Using the article on drone shortages below, explain why having enough aerial drones is a pressing concern for soldiers in Iraq. Answer in one to three sentences.

**EXTRACTED TEXT:**
++++++++

Send in the drones. It appears that important surveillance equipment that takes up the slack when soldiers are in short supply, is also in short supply, reports Wired News.
Written by Richard Koman, Contributor
Send in the drones. It appears that important surveillance equipment that takes up the slack when soldiers are in short supply, is also in short supply, reports Wired News.

In Iraq, there are not enough soldiers to cover thousands of square miles, so having enough aerial drones to take up the slack is a hot issue among soldiers.

Marine commanders in Iraq have filed three formal requests for more units of a drone called the "Scan Eagles." But their requests have fallen on virtually deaf ears. A report prepared by a Marine science adviser deployed to Iraq claims that Quantico fulfilled fewer than 10 percent of the 130 weapons requests filed by troops in western Iraq. The report is critical of the civilian middle management that "lacks technical and operational currency" -- and that is guilty of "process worship (that) cripples (the) operating forces."

Technology tops the list including: wireless and satellite networking gear, a video-surveillance system, several systems for neutralizing improvised explosive devices, an acoustic-triangularization technology to pinpoint snipers, and solar cells.

++++++++

**DATASET:**
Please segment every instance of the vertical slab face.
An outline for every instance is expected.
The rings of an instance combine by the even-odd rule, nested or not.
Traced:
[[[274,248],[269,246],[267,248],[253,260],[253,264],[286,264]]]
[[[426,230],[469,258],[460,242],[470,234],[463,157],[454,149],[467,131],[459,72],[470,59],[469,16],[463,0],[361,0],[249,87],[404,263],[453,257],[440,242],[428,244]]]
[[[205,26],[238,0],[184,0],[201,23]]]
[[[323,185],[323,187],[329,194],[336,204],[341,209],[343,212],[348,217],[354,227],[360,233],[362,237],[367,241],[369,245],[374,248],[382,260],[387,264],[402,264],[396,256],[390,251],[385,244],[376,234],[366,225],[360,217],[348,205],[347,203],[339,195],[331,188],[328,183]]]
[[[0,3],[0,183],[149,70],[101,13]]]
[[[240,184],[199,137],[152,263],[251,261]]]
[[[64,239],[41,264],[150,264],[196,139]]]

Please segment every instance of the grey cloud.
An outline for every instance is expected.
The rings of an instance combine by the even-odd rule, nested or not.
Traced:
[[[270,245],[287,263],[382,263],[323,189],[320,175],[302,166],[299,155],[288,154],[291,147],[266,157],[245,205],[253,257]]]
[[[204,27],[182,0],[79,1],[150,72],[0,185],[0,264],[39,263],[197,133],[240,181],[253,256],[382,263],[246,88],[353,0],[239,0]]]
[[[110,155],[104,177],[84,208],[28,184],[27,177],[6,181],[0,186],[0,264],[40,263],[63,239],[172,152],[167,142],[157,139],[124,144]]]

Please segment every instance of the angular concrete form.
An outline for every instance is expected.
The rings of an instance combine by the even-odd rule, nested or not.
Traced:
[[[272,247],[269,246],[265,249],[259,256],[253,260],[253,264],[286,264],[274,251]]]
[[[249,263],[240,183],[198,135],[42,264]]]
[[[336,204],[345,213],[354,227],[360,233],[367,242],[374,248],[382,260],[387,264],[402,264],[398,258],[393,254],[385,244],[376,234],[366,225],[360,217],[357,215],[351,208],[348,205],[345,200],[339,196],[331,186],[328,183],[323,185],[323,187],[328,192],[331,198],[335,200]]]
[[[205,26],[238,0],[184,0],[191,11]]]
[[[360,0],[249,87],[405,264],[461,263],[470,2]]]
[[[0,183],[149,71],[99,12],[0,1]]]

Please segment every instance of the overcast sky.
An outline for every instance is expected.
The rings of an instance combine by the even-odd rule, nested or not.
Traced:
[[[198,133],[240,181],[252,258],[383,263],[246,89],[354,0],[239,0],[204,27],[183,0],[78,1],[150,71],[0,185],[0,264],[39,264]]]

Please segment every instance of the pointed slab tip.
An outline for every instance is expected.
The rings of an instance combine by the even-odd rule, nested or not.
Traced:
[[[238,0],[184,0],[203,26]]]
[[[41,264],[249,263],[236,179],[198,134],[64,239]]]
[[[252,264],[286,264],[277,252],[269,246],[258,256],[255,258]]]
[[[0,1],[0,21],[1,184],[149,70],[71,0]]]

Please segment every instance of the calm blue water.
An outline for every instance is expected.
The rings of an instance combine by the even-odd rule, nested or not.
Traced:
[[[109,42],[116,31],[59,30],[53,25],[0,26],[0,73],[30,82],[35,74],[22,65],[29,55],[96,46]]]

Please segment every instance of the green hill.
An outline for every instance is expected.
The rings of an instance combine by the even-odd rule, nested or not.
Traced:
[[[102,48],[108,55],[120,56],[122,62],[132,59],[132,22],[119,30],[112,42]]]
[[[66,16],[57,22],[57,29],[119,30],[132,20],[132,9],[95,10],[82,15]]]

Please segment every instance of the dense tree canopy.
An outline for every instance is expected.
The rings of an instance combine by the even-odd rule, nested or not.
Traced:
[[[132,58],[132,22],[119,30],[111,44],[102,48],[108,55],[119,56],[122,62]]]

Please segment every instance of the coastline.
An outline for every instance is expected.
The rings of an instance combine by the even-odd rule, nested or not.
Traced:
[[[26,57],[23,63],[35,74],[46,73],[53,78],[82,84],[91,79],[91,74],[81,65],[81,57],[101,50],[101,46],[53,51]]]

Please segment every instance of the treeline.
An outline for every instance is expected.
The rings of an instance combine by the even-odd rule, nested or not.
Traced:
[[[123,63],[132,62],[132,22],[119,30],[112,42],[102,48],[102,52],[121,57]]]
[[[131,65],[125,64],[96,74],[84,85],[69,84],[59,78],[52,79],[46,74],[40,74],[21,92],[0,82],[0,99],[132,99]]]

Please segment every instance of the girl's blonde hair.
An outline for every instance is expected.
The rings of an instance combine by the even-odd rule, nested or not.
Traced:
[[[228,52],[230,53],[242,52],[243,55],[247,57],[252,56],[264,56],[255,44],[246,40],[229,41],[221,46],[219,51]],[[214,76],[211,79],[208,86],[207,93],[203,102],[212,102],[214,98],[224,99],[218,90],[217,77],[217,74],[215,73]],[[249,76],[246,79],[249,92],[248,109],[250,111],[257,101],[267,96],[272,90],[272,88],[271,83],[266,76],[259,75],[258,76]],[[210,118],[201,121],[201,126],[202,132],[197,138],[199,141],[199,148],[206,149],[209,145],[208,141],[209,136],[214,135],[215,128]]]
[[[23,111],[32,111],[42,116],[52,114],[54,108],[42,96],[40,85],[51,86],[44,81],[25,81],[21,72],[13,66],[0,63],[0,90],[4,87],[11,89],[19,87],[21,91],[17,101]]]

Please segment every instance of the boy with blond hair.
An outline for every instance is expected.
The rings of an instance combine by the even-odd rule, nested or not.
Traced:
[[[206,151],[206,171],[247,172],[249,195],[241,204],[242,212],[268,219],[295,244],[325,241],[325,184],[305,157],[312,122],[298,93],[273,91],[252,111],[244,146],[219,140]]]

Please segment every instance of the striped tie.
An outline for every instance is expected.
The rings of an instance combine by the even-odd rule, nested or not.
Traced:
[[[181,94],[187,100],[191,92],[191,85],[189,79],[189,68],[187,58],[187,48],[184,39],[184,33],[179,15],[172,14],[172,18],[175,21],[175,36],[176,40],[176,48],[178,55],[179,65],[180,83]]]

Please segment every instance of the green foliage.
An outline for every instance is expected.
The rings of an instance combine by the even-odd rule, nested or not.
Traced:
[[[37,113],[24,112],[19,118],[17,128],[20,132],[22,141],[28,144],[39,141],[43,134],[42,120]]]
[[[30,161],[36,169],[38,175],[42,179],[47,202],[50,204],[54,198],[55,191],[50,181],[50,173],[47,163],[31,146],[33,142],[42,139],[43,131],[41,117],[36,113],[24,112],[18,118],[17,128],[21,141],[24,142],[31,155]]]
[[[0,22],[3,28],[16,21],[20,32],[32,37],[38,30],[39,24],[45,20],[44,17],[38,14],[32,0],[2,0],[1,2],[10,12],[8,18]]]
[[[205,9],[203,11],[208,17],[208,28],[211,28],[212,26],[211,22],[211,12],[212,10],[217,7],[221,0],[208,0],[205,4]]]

++++++++

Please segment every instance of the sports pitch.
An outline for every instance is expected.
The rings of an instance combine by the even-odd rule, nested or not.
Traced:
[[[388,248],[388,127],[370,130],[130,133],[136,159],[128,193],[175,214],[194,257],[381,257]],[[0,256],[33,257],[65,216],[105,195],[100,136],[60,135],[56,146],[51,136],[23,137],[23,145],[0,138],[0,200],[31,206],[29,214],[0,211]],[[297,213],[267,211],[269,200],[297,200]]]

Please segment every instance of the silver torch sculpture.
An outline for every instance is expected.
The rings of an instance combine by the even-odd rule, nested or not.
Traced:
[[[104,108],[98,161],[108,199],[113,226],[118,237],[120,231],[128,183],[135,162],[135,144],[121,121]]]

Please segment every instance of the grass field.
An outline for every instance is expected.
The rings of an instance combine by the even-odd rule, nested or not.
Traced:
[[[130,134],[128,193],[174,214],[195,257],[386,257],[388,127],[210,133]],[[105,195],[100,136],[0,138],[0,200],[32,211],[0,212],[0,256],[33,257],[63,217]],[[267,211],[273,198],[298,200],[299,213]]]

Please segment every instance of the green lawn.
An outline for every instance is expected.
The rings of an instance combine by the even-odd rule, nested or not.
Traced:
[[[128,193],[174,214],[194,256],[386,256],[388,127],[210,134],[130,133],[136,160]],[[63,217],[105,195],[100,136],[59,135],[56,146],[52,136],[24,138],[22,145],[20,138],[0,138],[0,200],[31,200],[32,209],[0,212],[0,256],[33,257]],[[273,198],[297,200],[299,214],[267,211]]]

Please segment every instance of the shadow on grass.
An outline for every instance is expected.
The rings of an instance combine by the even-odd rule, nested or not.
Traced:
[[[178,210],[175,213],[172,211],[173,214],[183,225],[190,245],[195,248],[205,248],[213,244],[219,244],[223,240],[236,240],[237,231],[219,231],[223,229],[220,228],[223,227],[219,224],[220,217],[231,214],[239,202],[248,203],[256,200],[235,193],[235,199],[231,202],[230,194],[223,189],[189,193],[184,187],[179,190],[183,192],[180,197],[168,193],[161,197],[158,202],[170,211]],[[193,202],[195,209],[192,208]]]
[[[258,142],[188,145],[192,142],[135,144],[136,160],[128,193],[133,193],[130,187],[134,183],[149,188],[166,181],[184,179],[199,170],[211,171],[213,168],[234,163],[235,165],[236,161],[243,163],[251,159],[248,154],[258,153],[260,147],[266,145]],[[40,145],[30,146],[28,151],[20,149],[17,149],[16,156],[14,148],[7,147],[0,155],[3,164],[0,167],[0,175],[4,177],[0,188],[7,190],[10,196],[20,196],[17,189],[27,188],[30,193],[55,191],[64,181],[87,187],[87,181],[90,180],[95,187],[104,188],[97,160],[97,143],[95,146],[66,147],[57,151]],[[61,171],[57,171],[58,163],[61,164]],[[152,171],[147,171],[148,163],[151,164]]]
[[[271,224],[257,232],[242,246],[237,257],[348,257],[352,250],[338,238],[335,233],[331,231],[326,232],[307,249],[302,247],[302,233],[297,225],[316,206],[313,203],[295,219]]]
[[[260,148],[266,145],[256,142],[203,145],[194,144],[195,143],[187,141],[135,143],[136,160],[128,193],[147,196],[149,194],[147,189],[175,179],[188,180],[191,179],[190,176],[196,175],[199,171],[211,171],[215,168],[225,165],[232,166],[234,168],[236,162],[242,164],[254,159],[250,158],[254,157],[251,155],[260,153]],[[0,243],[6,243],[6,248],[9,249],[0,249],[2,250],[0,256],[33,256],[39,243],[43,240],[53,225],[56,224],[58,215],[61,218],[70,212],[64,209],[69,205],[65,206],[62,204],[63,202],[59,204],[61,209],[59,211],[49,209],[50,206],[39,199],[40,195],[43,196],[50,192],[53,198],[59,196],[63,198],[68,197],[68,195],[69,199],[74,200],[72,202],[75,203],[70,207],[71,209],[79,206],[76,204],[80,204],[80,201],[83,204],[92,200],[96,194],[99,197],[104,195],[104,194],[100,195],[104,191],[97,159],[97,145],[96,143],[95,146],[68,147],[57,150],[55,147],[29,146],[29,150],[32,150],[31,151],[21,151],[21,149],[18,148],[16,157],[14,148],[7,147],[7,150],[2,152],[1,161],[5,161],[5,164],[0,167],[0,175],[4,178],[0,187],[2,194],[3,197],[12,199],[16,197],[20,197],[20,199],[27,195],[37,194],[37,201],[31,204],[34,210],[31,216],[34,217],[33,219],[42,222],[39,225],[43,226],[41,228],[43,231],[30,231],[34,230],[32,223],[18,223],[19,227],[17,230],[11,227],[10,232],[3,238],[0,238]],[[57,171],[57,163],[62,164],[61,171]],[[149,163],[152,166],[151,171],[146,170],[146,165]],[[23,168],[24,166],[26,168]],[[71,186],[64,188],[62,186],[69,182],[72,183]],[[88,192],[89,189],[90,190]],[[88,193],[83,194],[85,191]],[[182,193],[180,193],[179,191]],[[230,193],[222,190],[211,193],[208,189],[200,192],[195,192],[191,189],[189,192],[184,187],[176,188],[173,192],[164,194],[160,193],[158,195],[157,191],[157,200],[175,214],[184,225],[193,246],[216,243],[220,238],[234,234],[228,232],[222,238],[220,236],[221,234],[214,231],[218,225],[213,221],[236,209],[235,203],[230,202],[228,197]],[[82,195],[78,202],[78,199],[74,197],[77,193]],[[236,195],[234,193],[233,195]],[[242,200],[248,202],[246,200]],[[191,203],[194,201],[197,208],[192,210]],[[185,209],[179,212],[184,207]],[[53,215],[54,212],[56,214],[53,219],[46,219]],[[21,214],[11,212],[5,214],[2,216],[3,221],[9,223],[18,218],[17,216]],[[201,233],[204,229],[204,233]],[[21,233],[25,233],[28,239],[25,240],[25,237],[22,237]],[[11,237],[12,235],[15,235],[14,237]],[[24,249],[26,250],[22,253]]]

++++++++

**PROBLEM SOLUTION:**
In Iraq there are not enough soldiers to cover thousands of square miles, so aerial drones are needed to take up the slack. That makes having enough drones a hot issue among soldiers.